The Mayfield Partnership – a joint venture between Manchester City Council, London and Continental Railways, the owners of Mayfield Station, Transport for Greater Manchester and mixed-use property regeneration specialist U+I – will be staging a series of public exhibitions in early March.

The regeneration of Mayfield will deliver a new iconic mixed-use community in the heart of Manchester. The site, once home to Mayfield railway station, has been derelict for over a decade and the regeneration will breathe new life into what was once a thriving city district.

It will provide 1,500 homes in a distinctive new urban quarter, 155,000 sq m of office space, two hotels, one of 350 bedrooms, retail and leisure facilities and a new city park which will straddle the banks of the River Medlock and run for almost the entire length of the site, covering 6.5 acres.

Stored data:
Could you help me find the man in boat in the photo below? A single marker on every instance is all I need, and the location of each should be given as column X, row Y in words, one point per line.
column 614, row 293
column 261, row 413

Aim of the exercise:
Return everything in the Mayfield regeneration text from "The regeneration of" down to "thriving city district.", copied word for word.

Written answer:
The regeneration of Mayfield will deliver a new iconic mixed-use community in the heart of Manchester. The site, once home to Mayfield railway station, has been derelict for over a decade and the regeneration will breathe new life into what was once a thriving city district.